In the stretch from the start of the material through the line containing "155L81 158L72 156L67", change "black tire" to "spare tire" and leave everything else unchanged. Return only those lines.

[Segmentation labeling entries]

************

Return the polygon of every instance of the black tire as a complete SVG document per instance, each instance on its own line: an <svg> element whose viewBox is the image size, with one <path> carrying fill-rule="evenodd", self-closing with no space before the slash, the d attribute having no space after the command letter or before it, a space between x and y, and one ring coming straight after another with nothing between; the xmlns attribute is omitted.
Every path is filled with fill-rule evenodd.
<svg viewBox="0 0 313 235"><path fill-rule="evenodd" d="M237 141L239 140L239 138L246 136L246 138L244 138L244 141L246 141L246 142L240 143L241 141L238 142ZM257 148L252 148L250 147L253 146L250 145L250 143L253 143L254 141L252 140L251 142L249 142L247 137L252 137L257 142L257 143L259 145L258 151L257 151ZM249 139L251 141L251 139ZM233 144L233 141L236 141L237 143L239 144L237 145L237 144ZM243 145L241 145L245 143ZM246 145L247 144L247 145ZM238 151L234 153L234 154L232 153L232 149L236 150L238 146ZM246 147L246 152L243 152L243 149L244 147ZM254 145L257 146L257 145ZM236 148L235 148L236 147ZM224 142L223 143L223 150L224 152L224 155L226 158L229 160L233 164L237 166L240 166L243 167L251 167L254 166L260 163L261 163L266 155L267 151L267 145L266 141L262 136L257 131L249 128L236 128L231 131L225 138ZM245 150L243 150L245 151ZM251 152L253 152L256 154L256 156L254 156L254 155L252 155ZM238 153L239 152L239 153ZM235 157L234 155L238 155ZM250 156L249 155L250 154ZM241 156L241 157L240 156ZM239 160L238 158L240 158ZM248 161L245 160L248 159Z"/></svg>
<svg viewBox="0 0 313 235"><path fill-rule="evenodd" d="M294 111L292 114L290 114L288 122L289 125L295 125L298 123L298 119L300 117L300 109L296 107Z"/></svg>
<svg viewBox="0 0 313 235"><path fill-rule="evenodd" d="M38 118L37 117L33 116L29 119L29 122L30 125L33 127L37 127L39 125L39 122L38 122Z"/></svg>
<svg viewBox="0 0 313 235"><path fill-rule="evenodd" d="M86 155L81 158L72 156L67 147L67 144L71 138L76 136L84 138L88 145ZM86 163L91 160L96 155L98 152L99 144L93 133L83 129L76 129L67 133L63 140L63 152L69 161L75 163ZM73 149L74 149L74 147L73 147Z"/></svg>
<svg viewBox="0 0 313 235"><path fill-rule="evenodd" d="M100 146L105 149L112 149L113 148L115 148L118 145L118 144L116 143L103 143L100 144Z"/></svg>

************

- **RESULT BELOW**:
Return the polygon of every instance of the spare tire as a complete SVG document per instance, each instance on its own line: an <svg> element whose viewBox is the image size, with one <path> carrying fill-rule="evenodd", self-closing with no space before the slash, the d attribute having no space after the command letter or before it, a space between x and y, and one ring coming straight after another with nothing between; the xmlns attribute is omitted.
Every path is filled with fill-rule evenodd.
<svg viewBox="0 0 313 235"><path fill-rule="evenodd" d="M237 141L239 140L239 138L246 136L246 138L244 138L244 141L246 141L246 142L240 143L241 141L238 142ZM257 148L252 148L250 147L253 146L250 145L250 143L253 143L254 141L252 140L251 142L249 142L247 137L252 137L257 142L257 143L259 145L258 151L257 151ZM249 139L251 141L251 139ZM233 144L233 141L236 141L237 143L239 144L237 145L237 144ZM243 145L241 145L245 143ZM246 145L247 144L247 145ZM238 151L234 153L234 154L232 153L232 149L236 150L238 146ZM246 147L246 152L243 152L243 149L244 147ZM254 145L257 146L257 145ZM236 148L235 148L236 147ZM224 142L223 143L223 150L224 152L224 155L226 158L229 160L233 164L237 166L240 166L243 167L251 167L254 166L260 163L261 163L266 155L267 151L267 145L266 141L262 136L257 131L249 128L236 128L231 131L225 138ZM245 150L243 150L245 151ZM251 152L253 152L256 154L256 156L254 156L254 155L252 155ZM238 153L239 152L239 153ZM235 157L234 155L238 155ZM250 156L249 155L250 154ZM241 156L241 157L240 156ZM239 160L238 158L240 158ZM248 161L245 160L248 159Z"/></svg>
<svg viewBox="0 0 313 235"><path fill-rule="evenodd" d="M294 111L292 114L290 114L288 122L289 125L295 125L298 123L298 119L300 117L300 109L296 107Z"/></svg>
<svg viewBox="0 0 313 235"><path fill-rule="evenodd" d="M38 118L37 117L33 116L29 119L29 122L30 125L33 127L37 127L39 125L39 122L38 122Z"/></svg>
<svg viewBox="0 0 313 235"><path fill-rule="evenodd" d="M86 155L81 158L72 156L67 147L67 144L71 138L76 136L84 138L88 145ZM86 163L91 160L96 155L98 152L99 144L93 133L83 129L76 129L67 133L63 140L63 152L69 161L75 163ZM73 149L74 149L74 147L73 147Z"/></svg>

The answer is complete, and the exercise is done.